Copy every record exactly, leaving the pictures out.

══ AVAILABLE DATA ══

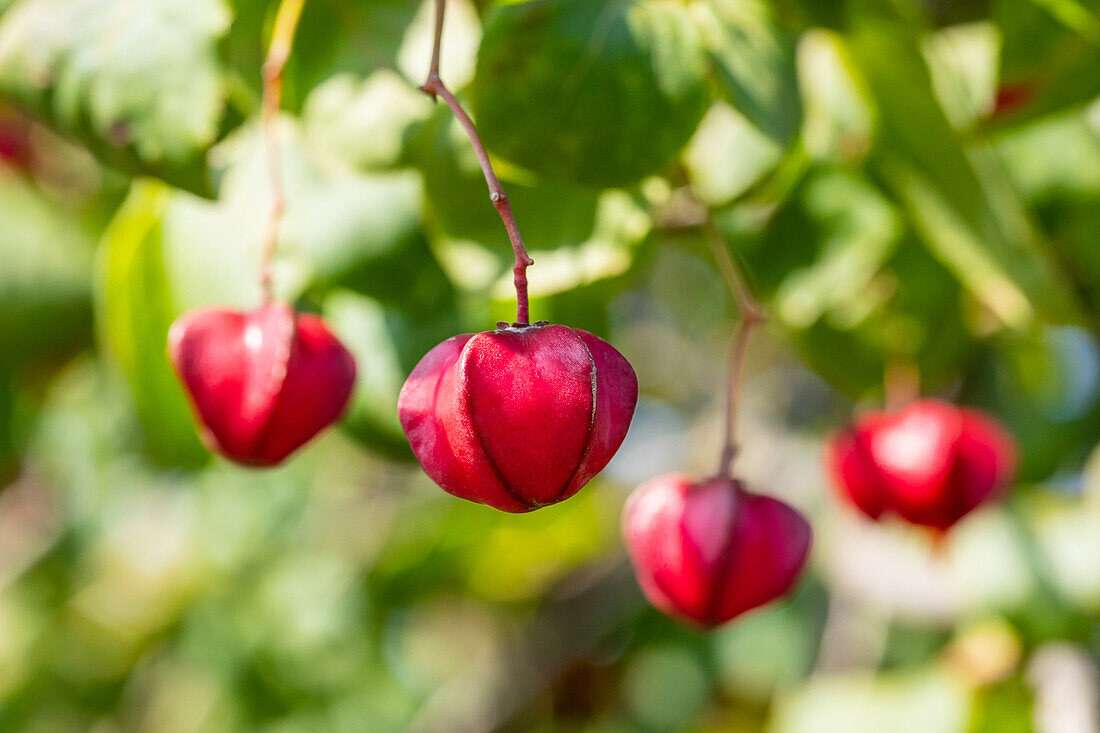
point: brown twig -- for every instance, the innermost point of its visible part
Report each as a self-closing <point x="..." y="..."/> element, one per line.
<point x="286" y="23"/>
<point x="901" y="383"/>
<point x="435" y="88"/>
<point x="752" y="315"/>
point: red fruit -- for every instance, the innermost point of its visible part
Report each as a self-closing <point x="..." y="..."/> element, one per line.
<point x="263" y="382"/>
<point x="711" y="550"/>
<point x="519" y="417"/>
<point x="931" y="462"/>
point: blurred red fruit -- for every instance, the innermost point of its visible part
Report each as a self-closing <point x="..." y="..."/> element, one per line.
<point x="931" y="462"/>
<point x="262" y="383"/>
<point x="519" y="417"/>
<point x="711" y="550"/>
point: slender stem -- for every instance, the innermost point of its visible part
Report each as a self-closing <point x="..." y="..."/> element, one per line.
<point x="752" y="315"/>
<point x="901" y="383"/>
<point x="286" y="23"/>
<point x="436" y="88"/>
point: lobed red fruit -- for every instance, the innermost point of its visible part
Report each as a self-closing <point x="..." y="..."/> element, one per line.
<point x="931" y="462"/>
<point x="707" y="551"/>
<point x="519" y="417"/>
<point x="262" y="383"/>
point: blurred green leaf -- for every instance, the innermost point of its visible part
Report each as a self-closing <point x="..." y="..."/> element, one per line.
<point x="911" y="702"/>
<point x="337" y="220"/>
<point x="367" y="123"/>
<point x="956" y="197"/>
<point x="45" y="265"/>
<point x="134" y="309"/>
<point x="550" y="215"/>
<point x="625" y="83"/>
<point x="755" y="62"/>
<point x="139" y="83"/>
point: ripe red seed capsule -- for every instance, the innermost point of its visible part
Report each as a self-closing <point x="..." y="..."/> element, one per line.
<point x="931" y="462"/>
<point x="262" y="383"/>
<point x="707" y="551"/>
<point x="519" y="417"/>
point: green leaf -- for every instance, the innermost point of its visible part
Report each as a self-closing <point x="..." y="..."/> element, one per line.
<point x="1047" y="65"/>
<point x="755" y="62"/>
<point x="550" y="215"/>
<point x="45" y="267"/>
<point x="134" y="309"/>
<point x="595" y="91"/>
<point x="140" y="83"/>
<point x="367" y="123"/>
<point x="854" y="291"/>
<point x="838" y="111"/>
<point x="957" y="198"/>
<point x="337" y="221"/>
<point x="910" y="702"/>
<point x="727" y="155"/>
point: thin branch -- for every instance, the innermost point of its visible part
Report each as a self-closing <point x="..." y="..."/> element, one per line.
<point x="752" y="315"/>
<point x="901" y="383"/>
<point x="436" y="88"/>
<point x="286" y="23"/>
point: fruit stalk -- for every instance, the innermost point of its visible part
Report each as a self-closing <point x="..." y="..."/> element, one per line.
<point x="752" y="315"/>
<point x="286" y="23"/>
<point x="436" y="88"/>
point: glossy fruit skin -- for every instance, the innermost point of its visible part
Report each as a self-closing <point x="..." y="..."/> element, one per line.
<point x="707" y="551"/>
<point x="518" y="417"/>
<point x="262" y="383"/>
<point x="931" y="463"/>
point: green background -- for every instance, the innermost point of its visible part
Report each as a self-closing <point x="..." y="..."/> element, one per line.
<point x="903" y="181"/>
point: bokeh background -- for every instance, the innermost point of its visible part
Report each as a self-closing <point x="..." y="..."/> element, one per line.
<point x="904" y="182"/>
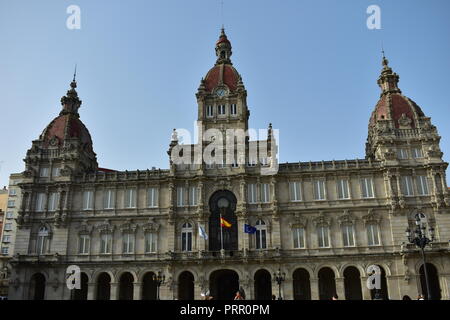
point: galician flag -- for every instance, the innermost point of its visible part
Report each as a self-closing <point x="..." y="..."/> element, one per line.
<point x="202" y="232"/>
<point x="224" y="223"/>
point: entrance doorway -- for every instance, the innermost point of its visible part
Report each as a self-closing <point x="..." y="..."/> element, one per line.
<point x="263" y="285"/>
<point x="224" y="284"/>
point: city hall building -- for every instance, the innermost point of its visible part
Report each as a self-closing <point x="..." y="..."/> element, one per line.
<point x="321" y="224"/>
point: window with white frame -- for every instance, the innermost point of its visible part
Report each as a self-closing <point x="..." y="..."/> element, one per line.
<point x="43" y="172"/>
<point x="298" y="234"/>
<point x="130" y="198"/>
<point x="53" y="200"/>
<point x="108" y="199"/>
<point x="56" y="171"/>
<point x="251" y="193"/>
<point x="373" y="234"/>
<point x="323" y="236"/>
<point x="181" y="196"/>
<point x="343" y="189"/>
<point x="367" y="187"/>
<point x="42" y="241"/>
<point x="152" y="197"/>
<point x="417" y="152"/>
<point x="88" y="200"/>
<point x="402" y="153"/>
<point x="128" y="242"/>
<point x="186" y="237"/>
<point x="221" y="109"/>
<point x="407" y="186"/>
<point x="40" y="201"/>
<point x="422" y="185"/>
<point x="319" y="189"/>
<point x="295" y="191"/>
<point x="150" y="242"/>
<point x="233" y="109"/>
<point x="209" y="111"/>
<point x="348" y="235"/>
<point x="261" y="234"/>
<point x="84" y="244"/>
<point x="193" y="196"/>
<point x="105" y="242"/>
<point x="265" y="192"/>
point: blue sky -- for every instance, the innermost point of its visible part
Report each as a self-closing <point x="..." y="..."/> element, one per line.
<point x="310" y="68"/>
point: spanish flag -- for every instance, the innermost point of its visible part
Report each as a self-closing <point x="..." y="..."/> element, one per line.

═══

§ SOLUTION TO THIS PROBLEM:
point: brown twig -- for every instance, the innermost point of its visible part
Report each as a self-closing <point x="..." y="..."/> element, one per line.
<point x="286" y="23"/>
<point x="901" y="383"/>
<point x="435" y="88"/>
<point x="752" y="315"/>
point: red fruit -- for every instance, the innermost point of its visible part
Report each as a self-closing <point x="..." y="..."/> element, one per line.
<point x="263" y="382"/>
<point x="711" y="550"/>
<point x="519" y="417"/>
<point x="931" y="462"/>
point: blurred red fruit -- for every instance, the innermost point of its visible part
Report each as a self-closing <point x="..." y="..."/> element, one per line.
<point x="931" y="462"/>
<point x="262" y="383"/>
<point x="519" y="417"/>
<point x="711" y="550"/>
point: slender stem -- for every instance, the innermost point of its visible part
Report each as a self-closing <point x="..." y="..."/> element, one per line.
<point x="752" y="315"/>
<point x="901" y="383"/>
<point x="286" y="23"/>
<point x="436" y="88"/>
point: lobed red fruit -- for every instance, the innermost point of its visible part
Report each as a self-closing <point x="..." y="..."/> element, one per line.
<point x="931" y="462"/>
<point x="707" y="551"/>
<point x="519" y="417"/>
<point x="262" y="383"/>
point: blurred green leaf -- for every instance, the innermost point of its visible part
Report each as a self-closing <point x="..." y="..."/> element, one per line.
<point x="911" y="702"/>
<point x="337" y="220"/>
<point x="367" y="123"/>
<point x="956" y="197"/>
<point x="45" y="265"/>
<point x="134" y="309"/>
<point x="550" y="215"/>
<point x="625" y="83"/>
<point x="755" y="62"/>
<point x="139" y="83"/>
point: ripe red seed capsule -- for every instance, the innermost point of its visible part
Report each as a self-closing <point x="..." y="..."/> element, one per line.
<point x="931" y="462"/>
<point x="262" y="383"/>
<point x="707" y="551"/>
<point x="519" y="417"/>
point: green leaf -- for every instance, the innermost point of its visible part
Report each as a self-closing <point x="..." y="..."/> element, one per line.
<point x="1047" y="65"/>
<point x="755" y="62"/>
<point x="550" y="215"/>
<point x="45" y="267"/>
<point x="134" y="309"/>
<point x="595" y="91"/>
<point x="140" y="83"/>
<point x="367" y="123"/>
<point x="854" y="291"/>
<point x="838" y="111"/>
<point x="957" y="198"/>
<point x="337" y="221"/>
<point x="910" y="702"/>
<point x="727" y="155"/>
point: thin branch -- for every instance, the innermost point of its visible part
Report each as a self-closing <point x="..." y="..."/> element, one per line.
<point x="752" y="315"/>
<point x="901" y="383"/>
<point x="436" y="88"/>
<point x="286" y="23"/>
point: fruit stalk -- for every instance, the innermost point of its visible part
Report each as a self-closing <point x="..." y="..."/> element, one per line.
<point x="752" y="315"/>
<point x="286" y="23"/>
<point x="436" y="88"/>
point: glossy fruit skin -- for every instance, the innermost point of its visible part
Report each as a self-closing <point x="..." y="..."/> element, one per line.
<point x="707" y="551"/>
<point x="518" y="417"/>
<point x="262" y="383"/>
<point x="931" y="463"/>
point: green background -- for every instance, the innermost point of its visible part
Report each as a self-closing <point x="..." y="..."/> element, one per line.
<point x="903" y="181"/>
point: bokeh background -- for every instance, the innermost point of its visible part
Report each as a self-closing <point x="..." y="..."/> element, one per line.
<point x="904" y="182"/>
point: galician flag -- for every instance, the innermost point of its visible part
Report each as a self-closing <point x="..." y="..."/> element, one per line.
<point x="202" y="232"/>
<point x="224" y="223"/>
point: entrance doorway -- for every instance, the innermost point of its visible part
Report each as a self-closing <point x="..." y="..."/> element, one per line.
<point x="263" y="285"/>
<point x="224" y="284"/>
point: city hall building -- for every instance, the innermost point of its visible part
Report each as a self-closing <point x="..." y="..."/> element, one per line.
<point x="321" y="224"/>
point: window with white frame -- for every instance, the innermost point of its visible part
Report each as a self-closing <point x="..." y="..."/> element, one per line.
<point x="43" y="172"/>
<point x="298" y="234"/>
<point x="130" y="198"/>
<point x="53" y="200"/>
<point x="108" y="199"/>
<point x="56" y="171"/>
<point x="251" y="193"/>
<point x="373" y="234"/>
<point x="323" y="236"/>
<point x="181" y="196"/>
<point x="343" y="189"/>
<point x="367" y="187"/>
<point x="42" y="241"/>
<point x="152" y="197"/>
<point x="417" y="152"/>
<point x="88" y="200"/>
<point x="402" y="153"/>
<point x="128" y="242"/>
<point x="186" y="237"/>
<point x="221" y="109"/>
<point x="407" y="186"/>
<point x="40" y="201"/>
<point x="422" y="185"/>
<point x="319" y="189"/>
<point x="295" y="191"/>
<point x="150" y="242"/>
<point x="233" y="109"/>
<point x="209" y="111"/>
<point x="348" y="235"/>
<point x="261" y="234"/>
<point x="84" y="244"/>
<point x="193" y="196"/>
<point x="105" y="242"/>
<point x="265" y="192"/>
point: blue sky -- for every instance, the innermost point of its visible part
Report each as a self-closing <point x="..." y="..."/> element, one per line.
<point x="310" y="68"/>
point: spanish flag -- for every instance, the innermost point of its visible part
Report each as a self-closing <point x="..." y="..."/> element, one per line.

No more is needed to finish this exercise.